## Written instruction
With the line containing "the red cheatline" as the first line and the last line of the records as the final one, reproduce that range exactly.

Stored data
..........

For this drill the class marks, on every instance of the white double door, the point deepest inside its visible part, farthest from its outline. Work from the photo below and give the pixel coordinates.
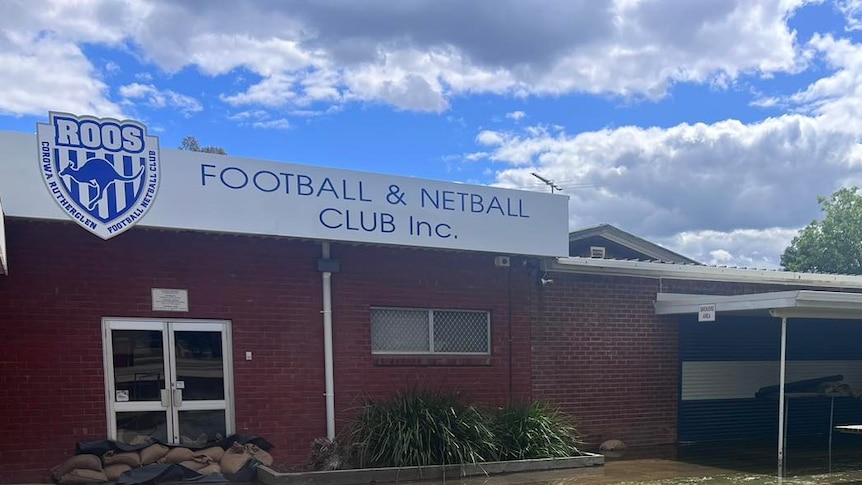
(168, 380)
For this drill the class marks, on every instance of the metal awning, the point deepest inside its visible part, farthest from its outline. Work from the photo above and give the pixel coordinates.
(4, 267)
(781, 304)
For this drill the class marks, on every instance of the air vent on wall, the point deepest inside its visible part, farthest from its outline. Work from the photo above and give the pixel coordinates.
(597, 252)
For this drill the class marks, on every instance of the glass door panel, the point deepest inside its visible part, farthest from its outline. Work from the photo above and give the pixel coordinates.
(199, 365)
(139, 365)
(168, 380)
(137, 426)
(202, 427)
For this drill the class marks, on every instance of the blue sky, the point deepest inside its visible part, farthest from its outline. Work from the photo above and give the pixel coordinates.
(708, 126)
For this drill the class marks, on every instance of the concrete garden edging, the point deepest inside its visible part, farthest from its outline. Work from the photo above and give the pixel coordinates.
(268, 476)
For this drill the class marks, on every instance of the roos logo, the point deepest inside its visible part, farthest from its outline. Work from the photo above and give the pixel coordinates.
(103, 173)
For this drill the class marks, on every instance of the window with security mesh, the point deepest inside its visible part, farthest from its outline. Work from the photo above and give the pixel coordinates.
(426, 331)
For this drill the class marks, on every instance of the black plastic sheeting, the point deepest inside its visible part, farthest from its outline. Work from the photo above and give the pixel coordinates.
(171, 473)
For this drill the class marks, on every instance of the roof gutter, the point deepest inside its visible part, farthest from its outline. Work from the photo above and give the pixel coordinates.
(648, 269)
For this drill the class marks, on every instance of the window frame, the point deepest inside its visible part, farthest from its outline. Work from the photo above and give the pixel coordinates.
(430, 350)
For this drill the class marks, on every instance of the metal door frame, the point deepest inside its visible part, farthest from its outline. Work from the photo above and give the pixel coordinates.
(167, 327)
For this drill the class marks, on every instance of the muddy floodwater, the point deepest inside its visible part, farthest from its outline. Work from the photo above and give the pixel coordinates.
(808, 463)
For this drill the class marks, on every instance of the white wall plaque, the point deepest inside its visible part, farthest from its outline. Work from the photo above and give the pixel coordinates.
(706, 313)
(170, 300)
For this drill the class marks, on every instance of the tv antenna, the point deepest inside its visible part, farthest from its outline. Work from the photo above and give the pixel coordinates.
(549, 183)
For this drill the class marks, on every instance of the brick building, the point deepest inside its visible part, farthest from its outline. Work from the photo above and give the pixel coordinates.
(217, 308)
(187, 296)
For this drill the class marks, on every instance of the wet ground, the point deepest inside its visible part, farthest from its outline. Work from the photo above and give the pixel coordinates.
(807, 463)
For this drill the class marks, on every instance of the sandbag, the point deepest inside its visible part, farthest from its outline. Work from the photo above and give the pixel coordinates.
(177, 455)
(78, 462)
(234, 459)
(258, 454)
(197, 462)
(131, 458)
(78, 476)
(210, 469)
(214, 453)
(113, 472)
(153, 453)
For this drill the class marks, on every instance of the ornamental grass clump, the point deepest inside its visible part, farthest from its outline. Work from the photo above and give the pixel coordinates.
(528, 430)
(418, 428)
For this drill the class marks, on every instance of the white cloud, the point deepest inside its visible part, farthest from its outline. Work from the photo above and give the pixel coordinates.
(279, 124)
(747, 248)
(165, 98)
(516, 115)
(420, 54)
(490, 138)
(44, 73)
(852, 11)
(703, 177)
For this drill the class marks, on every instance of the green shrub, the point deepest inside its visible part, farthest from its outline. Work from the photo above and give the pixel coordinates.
(417, 427)
(526, 430)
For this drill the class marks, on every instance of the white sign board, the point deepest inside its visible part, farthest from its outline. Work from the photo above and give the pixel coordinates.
(169, 300)
(706, 313)
(4, 268)
(201, 191)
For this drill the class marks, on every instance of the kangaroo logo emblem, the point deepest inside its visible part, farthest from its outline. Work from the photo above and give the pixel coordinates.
(104, 173)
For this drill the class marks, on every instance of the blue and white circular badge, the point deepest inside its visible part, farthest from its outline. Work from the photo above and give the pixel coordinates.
(104, 173)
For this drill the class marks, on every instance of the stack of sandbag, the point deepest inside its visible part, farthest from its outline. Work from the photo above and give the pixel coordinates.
(80, 469)
(238, 455)
(88, 468)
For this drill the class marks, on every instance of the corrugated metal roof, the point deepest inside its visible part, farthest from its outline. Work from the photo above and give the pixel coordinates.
(655, 269)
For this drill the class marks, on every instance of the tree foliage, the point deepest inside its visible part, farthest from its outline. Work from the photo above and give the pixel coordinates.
(833, 244)
(191, 143)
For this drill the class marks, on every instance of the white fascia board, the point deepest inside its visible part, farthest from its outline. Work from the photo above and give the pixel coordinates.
(670, 304)
(646, 269)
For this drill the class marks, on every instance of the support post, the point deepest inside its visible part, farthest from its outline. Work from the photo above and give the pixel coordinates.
(327, 346)
(781, 416)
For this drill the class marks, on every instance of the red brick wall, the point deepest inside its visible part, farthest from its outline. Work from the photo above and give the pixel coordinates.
(63, 281)
(601, 353)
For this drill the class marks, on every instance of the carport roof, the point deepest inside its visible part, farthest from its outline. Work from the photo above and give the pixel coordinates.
(780, 304)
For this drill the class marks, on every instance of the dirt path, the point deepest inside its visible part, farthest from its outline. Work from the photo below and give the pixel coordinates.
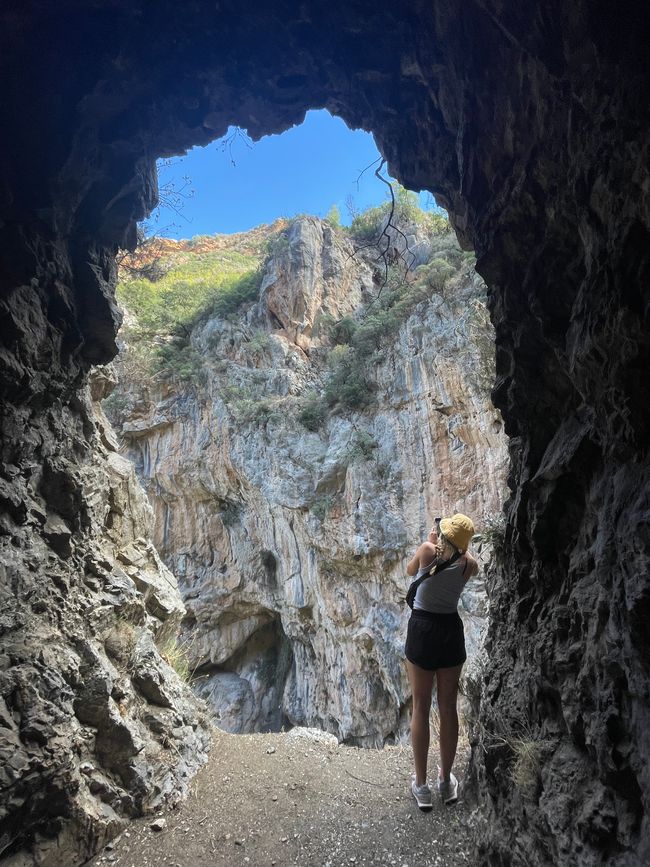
(299, 799)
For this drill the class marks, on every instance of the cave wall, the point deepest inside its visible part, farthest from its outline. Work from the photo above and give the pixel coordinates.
(530, 123)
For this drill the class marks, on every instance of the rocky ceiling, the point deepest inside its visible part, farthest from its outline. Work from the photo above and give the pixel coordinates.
(530, 123)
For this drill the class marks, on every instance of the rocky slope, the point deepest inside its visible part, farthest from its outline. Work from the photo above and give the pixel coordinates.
(290, 544)
(529, 122)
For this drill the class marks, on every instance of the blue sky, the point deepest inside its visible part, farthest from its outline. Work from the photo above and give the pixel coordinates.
(235, 184)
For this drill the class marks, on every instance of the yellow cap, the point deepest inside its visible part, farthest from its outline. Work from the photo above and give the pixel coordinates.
(458, 530)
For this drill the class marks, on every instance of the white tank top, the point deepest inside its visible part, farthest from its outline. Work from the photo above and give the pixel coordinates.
(439, 594)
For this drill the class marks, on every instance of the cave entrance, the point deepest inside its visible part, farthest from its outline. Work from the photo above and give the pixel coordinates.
(300, 399)
(246, 691)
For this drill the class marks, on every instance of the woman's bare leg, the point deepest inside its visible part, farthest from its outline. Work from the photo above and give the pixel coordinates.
(422, 688)
(447, 694)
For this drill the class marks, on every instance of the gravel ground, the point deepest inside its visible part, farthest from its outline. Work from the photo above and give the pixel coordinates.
(299, 798)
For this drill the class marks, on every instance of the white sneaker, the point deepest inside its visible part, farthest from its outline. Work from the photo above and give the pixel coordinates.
(422, 795)
(448, 790)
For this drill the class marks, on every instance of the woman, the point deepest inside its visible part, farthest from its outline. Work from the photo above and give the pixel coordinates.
(435, 648)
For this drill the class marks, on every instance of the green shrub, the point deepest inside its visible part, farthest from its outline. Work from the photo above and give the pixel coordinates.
(362, 447)
(313, 413)
(343, 330)
(334, 217)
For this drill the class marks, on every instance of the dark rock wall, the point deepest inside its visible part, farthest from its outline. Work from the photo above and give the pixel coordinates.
(530, 122)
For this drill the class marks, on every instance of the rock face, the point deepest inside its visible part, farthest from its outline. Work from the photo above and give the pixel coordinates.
(291, 545)
(530, 122)
(95, 725)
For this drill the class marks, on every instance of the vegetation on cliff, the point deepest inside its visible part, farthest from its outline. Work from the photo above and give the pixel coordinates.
(167, 292)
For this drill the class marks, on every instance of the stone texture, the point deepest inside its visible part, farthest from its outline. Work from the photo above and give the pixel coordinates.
(530, 122)
(290, 546)
(82, 603)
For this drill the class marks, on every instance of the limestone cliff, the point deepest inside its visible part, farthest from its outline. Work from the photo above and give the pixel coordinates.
(530, 123)
(96, 725)
(289, 543)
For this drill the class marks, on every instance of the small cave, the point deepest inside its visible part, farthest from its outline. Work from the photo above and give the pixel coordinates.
(246, 692)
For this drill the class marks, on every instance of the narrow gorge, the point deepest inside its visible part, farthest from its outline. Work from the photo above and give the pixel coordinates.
(529, 124)
(296, 450)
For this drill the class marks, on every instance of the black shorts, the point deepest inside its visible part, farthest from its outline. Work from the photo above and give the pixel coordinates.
(435, 640)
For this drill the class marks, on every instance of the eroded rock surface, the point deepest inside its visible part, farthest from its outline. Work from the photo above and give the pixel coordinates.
(290, 545)
(530, 122)
(96, 726)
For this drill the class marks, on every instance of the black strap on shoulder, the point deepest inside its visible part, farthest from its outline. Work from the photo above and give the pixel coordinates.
(434, 570)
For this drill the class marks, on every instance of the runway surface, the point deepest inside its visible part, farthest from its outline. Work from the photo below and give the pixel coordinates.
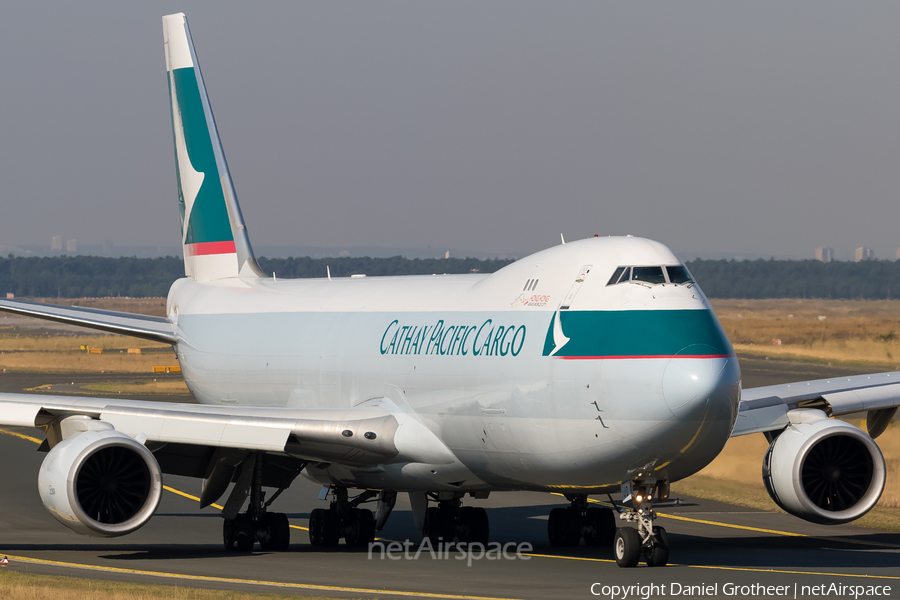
(713, 544)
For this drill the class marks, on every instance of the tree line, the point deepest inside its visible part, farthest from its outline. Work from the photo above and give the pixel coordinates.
(94, 276)
(97, 276)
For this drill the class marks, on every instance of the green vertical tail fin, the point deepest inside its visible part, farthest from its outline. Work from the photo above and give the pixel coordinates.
(213, 235)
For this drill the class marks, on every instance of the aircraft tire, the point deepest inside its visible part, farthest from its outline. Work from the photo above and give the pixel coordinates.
(659, 555)
(474, 525)
(599, 527)
(279, 533)
(228, 535)
(627, 547)
(244, 533)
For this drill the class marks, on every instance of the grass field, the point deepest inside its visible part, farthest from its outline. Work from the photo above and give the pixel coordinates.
(863, 332)
(25, 586)
(848, 331)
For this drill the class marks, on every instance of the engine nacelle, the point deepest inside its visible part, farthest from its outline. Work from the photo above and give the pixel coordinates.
(100, 483)
(823, 470)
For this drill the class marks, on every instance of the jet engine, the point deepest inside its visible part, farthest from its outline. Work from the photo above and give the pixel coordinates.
(100, 483)
(823, 470)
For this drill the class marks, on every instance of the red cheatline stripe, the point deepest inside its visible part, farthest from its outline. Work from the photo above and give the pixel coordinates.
(202, 248)
(647, 356)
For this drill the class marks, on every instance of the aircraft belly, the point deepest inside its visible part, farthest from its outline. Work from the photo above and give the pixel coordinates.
(513, 421)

..........

## Exercise response
For this drill the class marks, on every instance of the red cheatline stripe, the point deepest inside its visible part, farthest from its outline. Work from the photo above and give the pixel coordinates.
(202, 248)
(647, 356)
For this drill the class marks, on every instance of the aircraft belly, the point deepest inside its visible part, farthest from its outline. Work from the photo above and give the pixel coordinates.
(513, 421)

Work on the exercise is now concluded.